Mediation as Infrastructure for Resilience

The best time to plan is before the disaster hits. North Carolina’s program is an excellent example of proactive planning. Its mediation program kicks in if a state of disaster has been proclaimed by the governor, a resolution of the General Assembly, the president of the United States, or if the insurance commissioner issues an order establishing the mediation procedures are in effect. By having mediation procedures set up and ready to be activated, North Carolina does not need disaster-by-disaster enabling statutes passed by the state Legislature or emergency rules declared by the state’s Department of Insurance.

These disaster relief mediation programs have set a benchmark for how alternative dispute resolution can be mobilized as a public service tool. These programs demonstrate the value of public-private collaboration, the importance of legal frameworks in shaping effective responses, and the ongoing potential of mediation to restore stability, fairness, and trust in times of uncertainty. As natural disasters continue to occur with growing regularity, these programs take on enhanced importance and value.

## Record extracts

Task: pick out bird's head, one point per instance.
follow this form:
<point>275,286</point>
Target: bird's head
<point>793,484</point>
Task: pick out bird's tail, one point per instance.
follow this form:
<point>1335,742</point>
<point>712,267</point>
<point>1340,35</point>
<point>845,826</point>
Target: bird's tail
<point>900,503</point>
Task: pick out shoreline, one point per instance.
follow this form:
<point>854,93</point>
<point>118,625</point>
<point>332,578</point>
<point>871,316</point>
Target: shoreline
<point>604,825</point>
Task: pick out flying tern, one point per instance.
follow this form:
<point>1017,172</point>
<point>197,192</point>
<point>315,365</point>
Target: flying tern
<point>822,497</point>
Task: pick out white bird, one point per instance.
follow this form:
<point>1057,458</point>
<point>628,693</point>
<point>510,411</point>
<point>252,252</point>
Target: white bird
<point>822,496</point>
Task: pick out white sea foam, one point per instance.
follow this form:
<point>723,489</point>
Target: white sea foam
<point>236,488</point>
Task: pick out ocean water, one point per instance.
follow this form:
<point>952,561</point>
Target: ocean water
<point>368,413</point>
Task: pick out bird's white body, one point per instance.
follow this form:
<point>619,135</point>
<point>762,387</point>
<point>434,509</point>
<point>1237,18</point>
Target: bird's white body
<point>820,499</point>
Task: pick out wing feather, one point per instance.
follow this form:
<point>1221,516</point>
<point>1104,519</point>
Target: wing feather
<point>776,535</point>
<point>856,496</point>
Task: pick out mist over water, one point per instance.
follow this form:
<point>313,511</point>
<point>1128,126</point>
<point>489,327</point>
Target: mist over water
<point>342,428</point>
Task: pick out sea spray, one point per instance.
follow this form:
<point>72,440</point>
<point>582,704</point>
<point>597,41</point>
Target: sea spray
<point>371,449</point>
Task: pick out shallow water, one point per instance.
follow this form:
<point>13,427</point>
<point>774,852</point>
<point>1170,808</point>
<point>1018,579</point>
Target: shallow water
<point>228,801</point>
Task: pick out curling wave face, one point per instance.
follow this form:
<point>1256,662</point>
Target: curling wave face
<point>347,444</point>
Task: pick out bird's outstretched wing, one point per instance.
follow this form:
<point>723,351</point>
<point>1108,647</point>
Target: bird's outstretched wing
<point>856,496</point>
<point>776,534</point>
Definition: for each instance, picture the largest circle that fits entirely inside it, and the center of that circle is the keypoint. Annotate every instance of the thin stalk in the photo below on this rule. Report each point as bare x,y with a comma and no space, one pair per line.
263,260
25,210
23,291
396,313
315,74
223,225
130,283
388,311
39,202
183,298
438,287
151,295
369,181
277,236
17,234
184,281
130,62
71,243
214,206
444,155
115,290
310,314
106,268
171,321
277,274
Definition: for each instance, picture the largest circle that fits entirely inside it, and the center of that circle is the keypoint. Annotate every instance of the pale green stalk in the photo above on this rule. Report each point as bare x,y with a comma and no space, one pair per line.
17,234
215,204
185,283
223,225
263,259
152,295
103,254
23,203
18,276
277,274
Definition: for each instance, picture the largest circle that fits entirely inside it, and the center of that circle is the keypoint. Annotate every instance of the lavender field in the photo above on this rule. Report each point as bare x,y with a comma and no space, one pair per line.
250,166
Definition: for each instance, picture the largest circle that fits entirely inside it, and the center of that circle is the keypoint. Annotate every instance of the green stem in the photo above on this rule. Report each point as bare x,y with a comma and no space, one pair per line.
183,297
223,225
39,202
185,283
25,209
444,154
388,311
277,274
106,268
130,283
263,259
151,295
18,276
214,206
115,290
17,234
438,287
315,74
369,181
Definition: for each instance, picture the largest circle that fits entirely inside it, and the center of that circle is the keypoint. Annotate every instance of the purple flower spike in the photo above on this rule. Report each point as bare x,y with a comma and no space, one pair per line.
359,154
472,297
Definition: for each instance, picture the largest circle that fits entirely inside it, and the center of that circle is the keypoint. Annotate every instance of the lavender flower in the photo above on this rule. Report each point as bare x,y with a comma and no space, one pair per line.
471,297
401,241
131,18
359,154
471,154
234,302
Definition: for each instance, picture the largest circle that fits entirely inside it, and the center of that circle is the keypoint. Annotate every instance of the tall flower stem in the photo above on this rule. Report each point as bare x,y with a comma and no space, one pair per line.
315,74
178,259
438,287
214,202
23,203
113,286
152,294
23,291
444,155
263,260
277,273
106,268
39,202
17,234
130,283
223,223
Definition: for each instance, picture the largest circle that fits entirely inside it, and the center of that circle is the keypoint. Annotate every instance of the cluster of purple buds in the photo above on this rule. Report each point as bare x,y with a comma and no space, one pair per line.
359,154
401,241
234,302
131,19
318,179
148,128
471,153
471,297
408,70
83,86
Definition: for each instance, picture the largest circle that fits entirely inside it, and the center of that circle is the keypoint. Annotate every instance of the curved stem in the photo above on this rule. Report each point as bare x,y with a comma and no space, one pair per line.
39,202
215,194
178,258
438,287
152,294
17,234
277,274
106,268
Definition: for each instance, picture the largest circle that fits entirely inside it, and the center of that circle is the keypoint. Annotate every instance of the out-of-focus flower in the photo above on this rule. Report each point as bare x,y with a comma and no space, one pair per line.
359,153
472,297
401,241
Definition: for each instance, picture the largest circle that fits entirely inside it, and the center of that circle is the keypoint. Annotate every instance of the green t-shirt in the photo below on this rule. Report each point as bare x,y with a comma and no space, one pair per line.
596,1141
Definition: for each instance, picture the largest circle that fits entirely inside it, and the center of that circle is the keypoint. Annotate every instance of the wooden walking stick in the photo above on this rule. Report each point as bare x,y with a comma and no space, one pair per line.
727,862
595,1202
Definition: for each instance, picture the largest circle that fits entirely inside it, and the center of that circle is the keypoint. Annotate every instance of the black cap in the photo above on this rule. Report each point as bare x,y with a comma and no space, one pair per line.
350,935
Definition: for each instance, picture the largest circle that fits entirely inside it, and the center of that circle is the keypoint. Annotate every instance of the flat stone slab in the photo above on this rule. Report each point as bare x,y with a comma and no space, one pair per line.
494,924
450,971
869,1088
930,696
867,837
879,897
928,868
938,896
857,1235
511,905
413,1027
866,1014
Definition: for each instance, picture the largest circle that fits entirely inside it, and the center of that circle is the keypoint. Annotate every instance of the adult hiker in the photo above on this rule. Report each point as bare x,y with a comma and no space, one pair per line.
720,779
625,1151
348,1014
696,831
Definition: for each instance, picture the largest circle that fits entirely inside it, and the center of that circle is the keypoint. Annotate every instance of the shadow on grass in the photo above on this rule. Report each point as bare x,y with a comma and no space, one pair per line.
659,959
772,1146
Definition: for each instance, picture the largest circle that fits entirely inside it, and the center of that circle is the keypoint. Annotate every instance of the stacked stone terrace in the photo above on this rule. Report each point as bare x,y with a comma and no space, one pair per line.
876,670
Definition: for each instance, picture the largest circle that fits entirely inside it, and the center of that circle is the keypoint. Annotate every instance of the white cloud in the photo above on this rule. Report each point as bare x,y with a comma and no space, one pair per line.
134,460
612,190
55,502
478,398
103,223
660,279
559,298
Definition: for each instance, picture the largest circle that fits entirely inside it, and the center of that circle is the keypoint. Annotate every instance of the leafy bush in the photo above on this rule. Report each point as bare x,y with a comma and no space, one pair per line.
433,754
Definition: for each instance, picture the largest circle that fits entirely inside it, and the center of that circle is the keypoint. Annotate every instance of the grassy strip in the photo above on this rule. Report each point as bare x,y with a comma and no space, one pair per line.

## Required actions
a. Answer these questions using the text on disaster mediation:
(i) Which official can issue an order that puts North Carolina's mediation procedures into effect?
(ii) Because its procedures are set up in advance, what two things does North Carolina not need?
(iii) What three things does the text say mediation can restore in uncertain times?
b. Go on with the text on disaster mediation, picking up right after its final sentence.
The material has nothing to do with the text on disaster mediation.

## Task-by-task outputs
a.
(i) The insurance commissioner.
(ii) Disaster-by-disaster enabling statutes passed by the state Legislature, and emergency rules declared by the state's Department of Insurance.
(iii) Stability, fairness, and trust.

b.
Tracey B. Frisch is the division vice president for mediation at the American Arbitration Association-International Centre for Dispute Resolution and is the executive director of the AAA-ICDR Foundation, having served previously as the AAA-ICDR’s associate general counsel. Frisch serves on the Part 137 attorney/client fee dispute pro bono mediation panel and is a New York State-certified community mediator. This article appears in a forthcoming issue of NY Dispute Resolution Lawyer, the publication of the Dispute Resolution Section. For more information, please visit nysba.org/drs.

[1] For more information about the North Carolina Disaster Relief Mediation Program see the AAA’s website: https://www.adr.org/special-services/north-carolina-disaster-mediation-program/ and NC Dept. of Insurance website: https://www.ncdoi.gov/consumers/disaster/after-storm/disaster-mediation#Whichclaimsareeligibleformediation-783.

[2] For more information about the Mississippi and Louisiana programs, see Susan Zuckerman, Mediation Program Helps Miss. and LA. Rebuild After Katrina and Rita, Disp. Resol. J. vol. 61,12, 13 (2006).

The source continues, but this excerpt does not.